Short problem
Find every line in the data below that contains the string "floor", and copy each of those lines in full.

Dataset content
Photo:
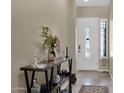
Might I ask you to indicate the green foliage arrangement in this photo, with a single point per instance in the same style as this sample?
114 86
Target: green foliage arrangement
50 42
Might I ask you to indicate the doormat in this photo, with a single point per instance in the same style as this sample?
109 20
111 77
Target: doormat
93 89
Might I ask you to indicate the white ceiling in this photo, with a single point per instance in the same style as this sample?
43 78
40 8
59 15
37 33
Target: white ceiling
81 3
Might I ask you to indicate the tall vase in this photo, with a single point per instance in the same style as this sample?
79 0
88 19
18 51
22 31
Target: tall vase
51 55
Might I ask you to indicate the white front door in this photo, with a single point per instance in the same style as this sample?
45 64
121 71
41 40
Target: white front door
87 43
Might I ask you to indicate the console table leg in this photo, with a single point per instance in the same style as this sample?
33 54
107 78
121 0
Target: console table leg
70 70
51 78
27 82
32 78
47 82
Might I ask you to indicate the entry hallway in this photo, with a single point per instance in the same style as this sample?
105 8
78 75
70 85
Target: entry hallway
92 78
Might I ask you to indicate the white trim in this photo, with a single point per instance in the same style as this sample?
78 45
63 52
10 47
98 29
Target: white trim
110 74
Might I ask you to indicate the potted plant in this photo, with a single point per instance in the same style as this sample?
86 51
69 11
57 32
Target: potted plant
50 42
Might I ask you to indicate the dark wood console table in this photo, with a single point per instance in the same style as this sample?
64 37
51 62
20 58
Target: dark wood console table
44 67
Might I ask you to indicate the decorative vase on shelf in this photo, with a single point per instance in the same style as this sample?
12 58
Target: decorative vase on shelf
51 55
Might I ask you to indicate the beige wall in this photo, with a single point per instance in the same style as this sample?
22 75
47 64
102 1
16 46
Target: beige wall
27 17
111 40
102 11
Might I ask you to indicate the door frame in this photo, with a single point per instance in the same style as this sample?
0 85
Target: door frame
76 43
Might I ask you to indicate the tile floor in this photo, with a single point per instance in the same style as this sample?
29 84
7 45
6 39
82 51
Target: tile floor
92 78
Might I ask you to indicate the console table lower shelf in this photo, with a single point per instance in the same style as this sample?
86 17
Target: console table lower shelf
49 87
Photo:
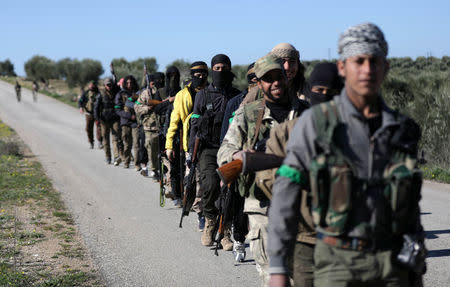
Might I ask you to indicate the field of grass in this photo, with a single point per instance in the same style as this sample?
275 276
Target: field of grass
57 89
39 243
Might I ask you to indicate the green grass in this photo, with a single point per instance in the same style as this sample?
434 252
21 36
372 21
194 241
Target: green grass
64 94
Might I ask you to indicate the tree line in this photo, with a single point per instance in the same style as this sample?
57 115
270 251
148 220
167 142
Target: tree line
418 88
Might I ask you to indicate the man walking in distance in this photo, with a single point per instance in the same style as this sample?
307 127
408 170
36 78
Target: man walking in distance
358 158
151 123
86 106
248 131
18 88
35 90
206 123
179 121
325 81
290 58
105 113
124 107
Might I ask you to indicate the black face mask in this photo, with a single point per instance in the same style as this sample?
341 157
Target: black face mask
198 82
222 79
316 98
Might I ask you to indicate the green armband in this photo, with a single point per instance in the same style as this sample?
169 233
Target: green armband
291 173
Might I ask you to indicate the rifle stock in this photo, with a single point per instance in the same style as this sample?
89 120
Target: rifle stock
256 161
153 102
229 172
251 162
190 182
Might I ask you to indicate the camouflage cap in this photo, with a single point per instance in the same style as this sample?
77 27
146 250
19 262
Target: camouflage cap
265 64
107 81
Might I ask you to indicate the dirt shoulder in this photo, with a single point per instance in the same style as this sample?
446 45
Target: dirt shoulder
39 242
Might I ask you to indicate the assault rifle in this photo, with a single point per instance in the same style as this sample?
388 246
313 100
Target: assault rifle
190 184
251 162
153 102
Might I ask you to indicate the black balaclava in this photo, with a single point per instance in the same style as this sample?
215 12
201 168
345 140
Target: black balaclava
201 67
323 74
251 73
172 81
135 86
221 79
159 80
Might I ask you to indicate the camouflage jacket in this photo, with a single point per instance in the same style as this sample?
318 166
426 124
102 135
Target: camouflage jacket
276 144
240 136
87 101
145 113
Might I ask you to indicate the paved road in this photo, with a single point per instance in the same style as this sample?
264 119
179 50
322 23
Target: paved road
133 240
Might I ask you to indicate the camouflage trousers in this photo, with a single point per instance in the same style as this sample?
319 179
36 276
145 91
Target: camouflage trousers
303 265
130 138
111 130
342 267
152 146
258 244
209 181
197 206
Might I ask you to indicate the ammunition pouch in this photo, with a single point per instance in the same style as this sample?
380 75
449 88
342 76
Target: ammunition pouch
403 191
331 186
210 127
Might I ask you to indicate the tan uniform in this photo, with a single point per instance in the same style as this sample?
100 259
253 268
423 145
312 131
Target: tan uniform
149 120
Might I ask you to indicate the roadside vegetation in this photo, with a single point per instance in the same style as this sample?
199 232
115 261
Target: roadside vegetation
39 242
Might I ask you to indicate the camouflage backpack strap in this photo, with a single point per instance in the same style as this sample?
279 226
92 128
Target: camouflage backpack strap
327 118
261 110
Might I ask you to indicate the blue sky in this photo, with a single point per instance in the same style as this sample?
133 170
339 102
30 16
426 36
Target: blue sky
197 30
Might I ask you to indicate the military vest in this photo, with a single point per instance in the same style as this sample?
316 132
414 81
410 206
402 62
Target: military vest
90 99
332 179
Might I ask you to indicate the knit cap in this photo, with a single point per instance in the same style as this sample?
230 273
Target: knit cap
285 50
362 39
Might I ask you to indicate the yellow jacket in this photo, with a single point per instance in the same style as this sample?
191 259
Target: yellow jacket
182 110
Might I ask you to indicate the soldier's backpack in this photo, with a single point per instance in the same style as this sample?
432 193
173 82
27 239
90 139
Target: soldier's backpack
333 177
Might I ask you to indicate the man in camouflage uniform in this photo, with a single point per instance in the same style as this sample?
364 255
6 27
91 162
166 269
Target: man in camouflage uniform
323 84
18 87
86 106
150 121
249 130
124 107
206 123
357 157
110 125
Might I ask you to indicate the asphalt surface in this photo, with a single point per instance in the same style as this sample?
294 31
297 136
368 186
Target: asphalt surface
132 239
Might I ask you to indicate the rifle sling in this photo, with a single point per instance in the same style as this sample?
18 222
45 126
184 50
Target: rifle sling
258 123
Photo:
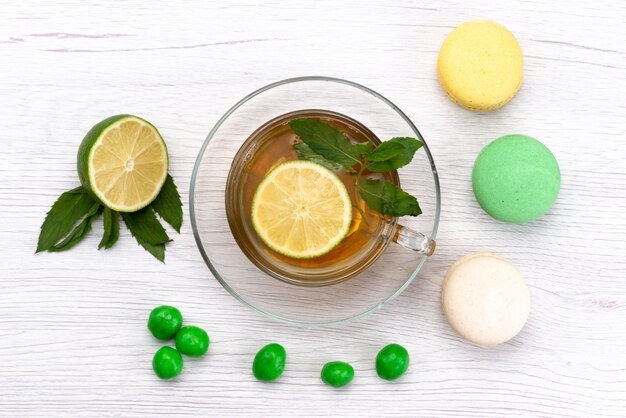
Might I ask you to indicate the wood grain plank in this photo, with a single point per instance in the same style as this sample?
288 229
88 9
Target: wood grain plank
73 340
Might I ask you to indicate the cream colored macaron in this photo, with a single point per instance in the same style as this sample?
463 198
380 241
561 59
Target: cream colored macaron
480 65
485 299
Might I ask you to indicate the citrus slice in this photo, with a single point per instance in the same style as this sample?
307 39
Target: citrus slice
301 210
123 162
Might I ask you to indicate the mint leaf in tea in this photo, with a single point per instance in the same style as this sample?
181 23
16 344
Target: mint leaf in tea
295 230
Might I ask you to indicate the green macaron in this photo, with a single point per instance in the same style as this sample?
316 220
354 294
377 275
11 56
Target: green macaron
516 179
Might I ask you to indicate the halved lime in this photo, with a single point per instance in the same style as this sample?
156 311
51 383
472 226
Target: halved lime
301 210
123 162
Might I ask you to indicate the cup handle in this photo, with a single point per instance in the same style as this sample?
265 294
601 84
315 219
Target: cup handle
414 240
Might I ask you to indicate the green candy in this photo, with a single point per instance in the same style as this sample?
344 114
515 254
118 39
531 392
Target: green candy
269 362
167 363
192 341
392 361
164 322
516 179
337 374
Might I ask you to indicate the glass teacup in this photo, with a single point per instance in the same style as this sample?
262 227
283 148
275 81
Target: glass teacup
377 273
369 234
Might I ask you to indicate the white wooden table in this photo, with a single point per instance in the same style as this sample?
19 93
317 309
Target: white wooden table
73 338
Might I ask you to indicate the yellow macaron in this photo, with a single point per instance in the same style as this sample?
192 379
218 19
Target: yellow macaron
480 65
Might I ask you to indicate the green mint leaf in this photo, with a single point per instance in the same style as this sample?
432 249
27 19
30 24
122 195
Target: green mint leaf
68 209
145 225
386 198
363 148
111 229
386 151
79 232
158 250
409 145
168 204
306 153
326 141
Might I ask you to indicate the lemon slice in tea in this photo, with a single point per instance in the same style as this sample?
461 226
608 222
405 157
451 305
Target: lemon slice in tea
123 162
301 210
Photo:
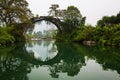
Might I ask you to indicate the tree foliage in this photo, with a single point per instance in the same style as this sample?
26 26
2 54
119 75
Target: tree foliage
14 11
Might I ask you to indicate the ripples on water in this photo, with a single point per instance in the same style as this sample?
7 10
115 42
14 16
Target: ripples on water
48 60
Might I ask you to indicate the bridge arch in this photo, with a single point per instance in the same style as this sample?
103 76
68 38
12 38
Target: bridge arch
55 21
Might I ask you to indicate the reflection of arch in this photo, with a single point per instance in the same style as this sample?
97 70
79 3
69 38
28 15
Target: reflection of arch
55 21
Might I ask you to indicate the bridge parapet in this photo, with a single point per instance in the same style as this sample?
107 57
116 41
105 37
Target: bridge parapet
51 19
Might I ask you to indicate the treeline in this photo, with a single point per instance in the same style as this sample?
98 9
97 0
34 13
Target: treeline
106 32
14 16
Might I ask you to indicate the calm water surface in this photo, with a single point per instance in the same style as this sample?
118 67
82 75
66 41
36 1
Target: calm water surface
48 60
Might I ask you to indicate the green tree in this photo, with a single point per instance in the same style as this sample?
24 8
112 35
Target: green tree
14 11
54 10
72 19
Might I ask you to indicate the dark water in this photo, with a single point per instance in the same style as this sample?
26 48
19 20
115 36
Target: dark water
47 60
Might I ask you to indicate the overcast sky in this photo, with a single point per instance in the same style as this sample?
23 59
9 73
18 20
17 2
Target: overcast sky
92 9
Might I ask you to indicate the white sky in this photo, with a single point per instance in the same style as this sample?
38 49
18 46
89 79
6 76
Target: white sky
92 9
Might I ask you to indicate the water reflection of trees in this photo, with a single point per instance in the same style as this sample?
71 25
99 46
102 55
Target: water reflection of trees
70 62
14 64
107 57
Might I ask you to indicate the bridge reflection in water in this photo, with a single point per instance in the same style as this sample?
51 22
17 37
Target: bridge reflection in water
62 60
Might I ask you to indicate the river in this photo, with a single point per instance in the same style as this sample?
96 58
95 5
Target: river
49 60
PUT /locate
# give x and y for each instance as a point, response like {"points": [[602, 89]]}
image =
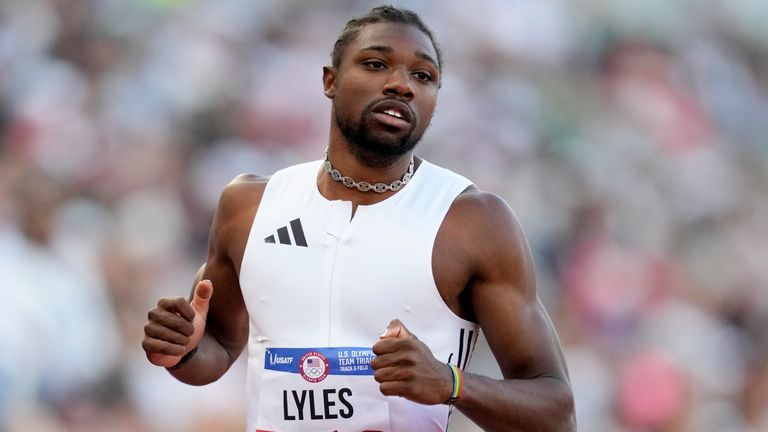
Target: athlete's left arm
{"points": [[535, 393], [495, 264]]}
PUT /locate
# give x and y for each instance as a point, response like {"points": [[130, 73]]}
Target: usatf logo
{"points": [[314, 366]]}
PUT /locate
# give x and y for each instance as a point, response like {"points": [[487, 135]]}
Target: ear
{"points": [[329, 81]]}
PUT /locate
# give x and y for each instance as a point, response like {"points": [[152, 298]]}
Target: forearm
{"points": [[540, 404], [207, 365]]}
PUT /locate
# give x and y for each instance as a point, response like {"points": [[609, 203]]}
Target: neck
{"points": [[347, 178]]}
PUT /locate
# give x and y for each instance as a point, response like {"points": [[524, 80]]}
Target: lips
{"points": [[393, 112]]}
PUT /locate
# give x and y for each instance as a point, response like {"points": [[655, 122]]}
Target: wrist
{"points": [[184, 358], [458, 384]]}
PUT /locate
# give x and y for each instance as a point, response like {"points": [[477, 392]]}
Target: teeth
{"points": [[393, 113]]}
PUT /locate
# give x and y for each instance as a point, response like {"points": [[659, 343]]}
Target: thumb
{"points": [[202, 298], [397, 330]]}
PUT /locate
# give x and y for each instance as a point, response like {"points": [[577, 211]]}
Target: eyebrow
{"points": [[389, 50]]}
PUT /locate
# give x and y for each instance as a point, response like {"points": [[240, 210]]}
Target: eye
{"points": [[375, 64], [423, 76]]}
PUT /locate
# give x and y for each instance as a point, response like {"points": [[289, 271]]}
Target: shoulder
{"points": [[243, 190], [480, 211], [239, 201], [489, 232]]}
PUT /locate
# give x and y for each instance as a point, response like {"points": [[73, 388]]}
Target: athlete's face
{"points": [[384, 91]]}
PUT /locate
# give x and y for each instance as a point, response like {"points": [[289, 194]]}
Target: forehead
{"points": [[398, 36]]}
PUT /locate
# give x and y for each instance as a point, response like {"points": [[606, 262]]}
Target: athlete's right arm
{"points": [[216, 323]]}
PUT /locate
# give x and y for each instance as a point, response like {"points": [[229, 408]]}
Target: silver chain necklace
{"points": [[365, 186]]}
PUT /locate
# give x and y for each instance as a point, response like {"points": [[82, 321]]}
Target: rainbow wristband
{"points": [[458, 384]]}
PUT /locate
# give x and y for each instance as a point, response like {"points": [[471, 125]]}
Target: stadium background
{"points": [[631, 139]]}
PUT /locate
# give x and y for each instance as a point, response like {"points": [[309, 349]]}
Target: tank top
{"points": [[320, 286]]}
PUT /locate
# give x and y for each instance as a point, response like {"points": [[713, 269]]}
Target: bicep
{"points": [[227, 317], [504, 300]]}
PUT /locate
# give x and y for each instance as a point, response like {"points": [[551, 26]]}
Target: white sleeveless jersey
{"points": [[321, 285]]}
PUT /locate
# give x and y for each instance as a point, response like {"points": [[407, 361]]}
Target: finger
{"points": [[202, 299], [393, 388], [177, 305], [393, 345], [172, 321], [396, 329], [155, 331], [392, 373], [156, 346]]}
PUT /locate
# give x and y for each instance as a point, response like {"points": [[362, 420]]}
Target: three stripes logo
{"points": [[467, 342], [283, 237]]}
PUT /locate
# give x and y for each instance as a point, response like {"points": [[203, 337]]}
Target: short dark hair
{"points": [[379, 14]]}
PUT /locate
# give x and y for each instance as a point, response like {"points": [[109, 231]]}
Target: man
{"points": [[308, 266]]}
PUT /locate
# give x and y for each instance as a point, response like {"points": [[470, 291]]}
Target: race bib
{"points": [[321, 390]]}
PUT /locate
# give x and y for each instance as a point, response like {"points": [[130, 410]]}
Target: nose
{"points": [[399, 84]]}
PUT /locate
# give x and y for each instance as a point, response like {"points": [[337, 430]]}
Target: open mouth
{"points": [[393, 113]]}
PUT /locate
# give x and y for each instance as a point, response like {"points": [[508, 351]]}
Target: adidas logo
{"points": [[284, 238]]}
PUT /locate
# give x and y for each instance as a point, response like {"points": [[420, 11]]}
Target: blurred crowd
{"points": [[630, 138]]}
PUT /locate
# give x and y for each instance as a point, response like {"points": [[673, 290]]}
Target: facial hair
{"points": [[375, 149]]}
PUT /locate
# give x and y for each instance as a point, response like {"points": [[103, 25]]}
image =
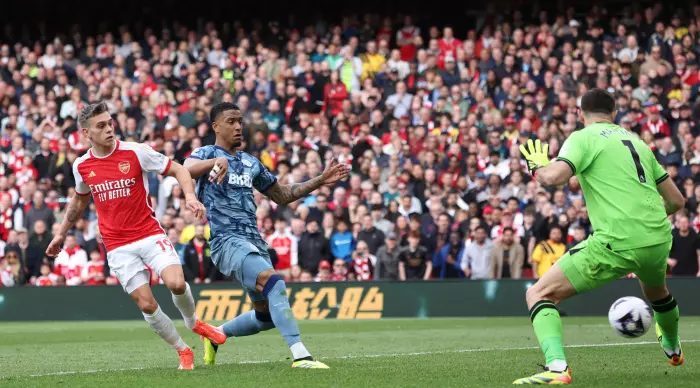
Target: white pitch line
{"points": [[380, 355]]}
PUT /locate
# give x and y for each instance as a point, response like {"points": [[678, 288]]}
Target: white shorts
{"points": [[129, 262]]}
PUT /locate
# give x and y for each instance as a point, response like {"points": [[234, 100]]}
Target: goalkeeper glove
{"points": [[536, 154]]}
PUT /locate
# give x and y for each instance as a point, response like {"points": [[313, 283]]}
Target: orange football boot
{"points": [[213, 333], [186, 359]]}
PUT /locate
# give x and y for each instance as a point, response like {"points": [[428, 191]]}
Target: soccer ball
{"points": [[630, 317]]}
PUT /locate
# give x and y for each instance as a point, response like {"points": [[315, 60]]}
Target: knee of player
{"points": [[267, 280], [534, 294], [177, 286], [147, 305]]}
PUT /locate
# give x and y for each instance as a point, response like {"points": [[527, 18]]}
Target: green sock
{"points": [[547, 324], [666, 314]]}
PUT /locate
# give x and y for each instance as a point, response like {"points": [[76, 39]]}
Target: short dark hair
{"points": [[598, 101], [220, 108], [91, 111]]}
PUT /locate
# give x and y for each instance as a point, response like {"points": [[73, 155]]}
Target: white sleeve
{"points": [[294, 259], [80, 186], [151, 160]]}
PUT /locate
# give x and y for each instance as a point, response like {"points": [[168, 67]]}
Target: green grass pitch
{"points": [[483, 352]]}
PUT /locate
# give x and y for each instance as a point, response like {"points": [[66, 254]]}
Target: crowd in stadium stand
{"points": [[430, 123]]}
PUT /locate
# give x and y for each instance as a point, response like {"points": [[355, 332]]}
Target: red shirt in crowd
{"points": [[70, 263], [94, 267], [658, 126], [285, 244], [362, 268], [333, 97]]}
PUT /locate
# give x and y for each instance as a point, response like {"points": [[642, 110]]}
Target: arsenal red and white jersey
{"points": [[119, 185]]}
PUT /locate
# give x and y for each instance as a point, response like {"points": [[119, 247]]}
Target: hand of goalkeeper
{"points": [[536, 154]]}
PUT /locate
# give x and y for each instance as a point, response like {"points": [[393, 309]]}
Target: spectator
{"points": [[324, 272], [342, 242], [198, 267], [28, 254], [285, 244], [294, 274], [13, 270], [46, 278], [313, 247], [340, 272], [414, 262], [306, 277], [362, 263], [447, 260], [10, 217], [685, 251], [39, 240], [70, 262], [547, 252], [378, 220], [93, 272], [38, 212], [476, 258], [387, 267], [507, 257], [370, 234]]}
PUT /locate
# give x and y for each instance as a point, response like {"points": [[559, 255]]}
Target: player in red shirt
{"points": [[114, 173]]}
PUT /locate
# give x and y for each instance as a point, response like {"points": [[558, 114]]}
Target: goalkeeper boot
{"points": [[675, 356], [547, 377], [309, 363], [210, 350], [206, 330], [186, 359]]}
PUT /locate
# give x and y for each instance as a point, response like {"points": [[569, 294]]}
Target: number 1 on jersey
{"points": [[637, 163]]}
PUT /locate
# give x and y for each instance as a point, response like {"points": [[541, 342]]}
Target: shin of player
{"points": [[270, 313]]}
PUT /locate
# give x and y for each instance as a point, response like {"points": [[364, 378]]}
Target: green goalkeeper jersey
{"points": [[618, 174]]}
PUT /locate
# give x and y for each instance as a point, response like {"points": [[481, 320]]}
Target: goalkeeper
{"points": [[621, 182]]}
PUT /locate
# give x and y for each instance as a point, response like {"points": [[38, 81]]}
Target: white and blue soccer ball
{"points": [[630, 317]]}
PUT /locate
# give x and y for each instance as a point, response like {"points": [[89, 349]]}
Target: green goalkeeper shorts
{"points": [[591, 264]]}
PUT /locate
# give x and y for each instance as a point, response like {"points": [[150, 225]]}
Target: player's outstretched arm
{"points": [[185, 180], [75, 209], [554, 174], [217, 168], [673, 199], [284, 194]]}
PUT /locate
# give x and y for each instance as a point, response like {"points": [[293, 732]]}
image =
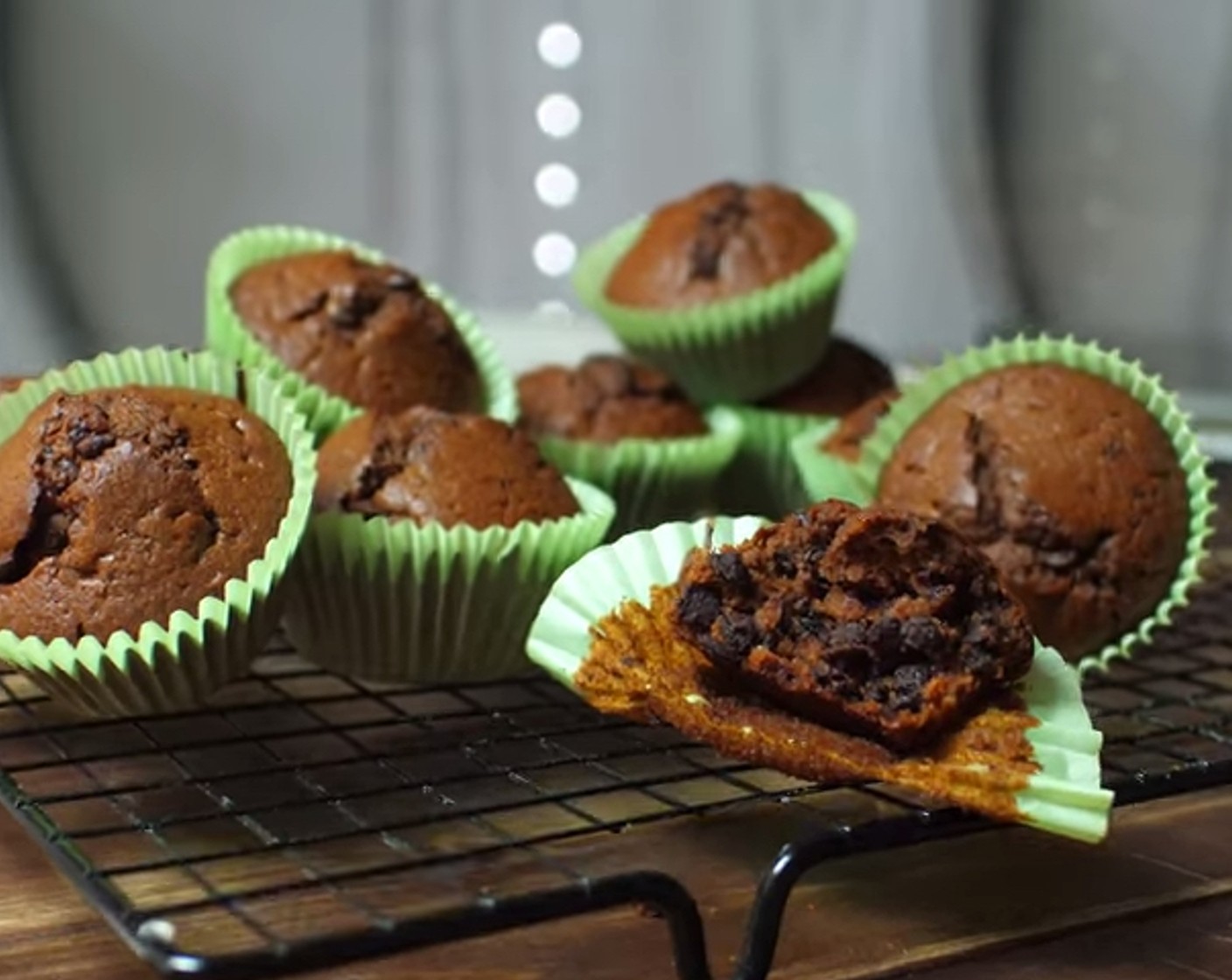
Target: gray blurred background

Exercise response
Might I ask you to indicate the tile floor in this photo, with a single point per instance in the same style as this sample?
Target: tile floor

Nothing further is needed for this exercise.